Every entry needs to be reproduced exactly.

[Excerpts from point annotation data]
────────────────

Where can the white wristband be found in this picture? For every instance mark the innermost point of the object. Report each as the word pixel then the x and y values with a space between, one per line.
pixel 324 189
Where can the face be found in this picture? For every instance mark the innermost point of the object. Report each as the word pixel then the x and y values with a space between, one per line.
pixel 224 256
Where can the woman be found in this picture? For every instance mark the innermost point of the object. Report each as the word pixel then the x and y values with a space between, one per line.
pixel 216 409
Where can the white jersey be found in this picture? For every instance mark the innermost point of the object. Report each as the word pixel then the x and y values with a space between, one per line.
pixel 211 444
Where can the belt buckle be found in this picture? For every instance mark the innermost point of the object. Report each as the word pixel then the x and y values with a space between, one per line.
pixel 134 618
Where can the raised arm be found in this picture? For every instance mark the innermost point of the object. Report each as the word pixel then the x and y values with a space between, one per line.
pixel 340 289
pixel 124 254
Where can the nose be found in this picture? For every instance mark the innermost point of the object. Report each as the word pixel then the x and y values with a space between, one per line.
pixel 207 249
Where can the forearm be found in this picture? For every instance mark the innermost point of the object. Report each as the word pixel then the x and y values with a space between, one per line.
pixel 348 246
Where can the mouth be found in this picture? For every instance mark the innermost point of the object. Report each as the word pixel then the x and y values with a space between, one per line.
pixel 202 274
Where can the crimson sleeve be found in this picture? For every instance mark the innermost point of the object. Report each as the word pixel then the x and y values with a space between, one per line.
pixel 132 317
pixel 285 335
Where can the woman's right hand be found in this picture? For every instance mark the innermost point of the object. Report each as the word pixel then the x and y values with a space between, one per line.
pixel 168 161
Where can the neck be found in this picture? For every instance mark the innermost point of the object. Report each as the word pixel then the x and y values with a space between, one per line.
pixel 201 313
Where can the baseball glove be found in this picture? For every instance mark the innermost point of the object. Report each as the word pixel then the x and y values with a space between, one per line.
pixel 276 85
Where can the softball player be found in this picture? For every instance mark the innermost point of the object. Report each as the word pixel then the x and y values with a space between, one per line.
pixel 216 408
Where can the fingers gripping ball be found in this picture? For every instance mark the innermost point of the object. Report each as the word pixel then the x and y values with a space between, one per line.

────────────────

WRITTEN RESPONSE:
Where can the white wristband be found in this picture? For every instance mark the innermost point of the object. Report each as the word pixel then the x and y values with a space between, one per line.
pixel 324 189
Where can the face be found in this picture? For every instance mark the innermost point of the object. Report each as the word pixel then the x and y values with a space between, one per line.
pixel 224 256
Where can the woman be found in this picture? For every instance mark the innermost point of the object. Report each as the word pixel then the x and y values with a space between, one per line.
pixel 216 409
Where can the white jersey be found in this picture? For every instance mark the innermost point of the object. Report each as the word pixel then the x and y values with a space between, one per line.
pixel 211 444
Where can the belt buckle be found in this picture? For every instance mark the innermost point of the object. Report each as the word pixel then the x and y values with a space between, one per line.
pixel 134 618
Where can the raised arm be found in this picture? For every instance mark the innermost point of the object. Report each as the word pixel then the x and y values with a space between, one per line.
pixel 340 289
pixel 124 254
Where can the nose be found in this picture? For every instance mark the innermost point of the object. Report each as the word pixel then the x and y values with a space between, one per line.
pixel 207 249
Where can the forearm be found in this picture? For every instance mark the innermost point of the object. Report each as the word pixel then the x and y values with a space between, one per line.
pixel 348 246
Where can the mouth be found in this picture? For every instance mark the innermost point of the object. Report each as the word pixel then the x and y values with a space between, one per line.
pixel 202 274
Where can the crimson sleeve be found in this picture? For every instance mark the innermost point of the object. Report each as the word pixel then the x and y values with a space between, one per line.
pixel 132 317
pixel 285 335
Where can the woman's right hand be found in this picture? For every instance mark the innermost point of the object. Report each as the word pixel then the x and y values with a space between, one per line.
pixel 168 161
Where can the neck be found in this picture? For every instance mark the innermost point of the object. Report each as the word pixel then the x and y values with a space between, one per line.
pixel 201 313
Where can the baseball glove be found in this picture? For every instance mark the innermost point of the object. Report each as the word pixel then the x and y values with a space between, one per line.
pixel 276 85
Where can the softball player be found in this picture? For every instance mark the innermost point of the object. Report each as the word pixel then the x and y values with a space between, one per line.
pixel 216 408
Where can the fingers gripping ball be found in this picture? For every instance mark the innermost point of the object. Report each as the word pixel then the x and y values with a space between, one per line.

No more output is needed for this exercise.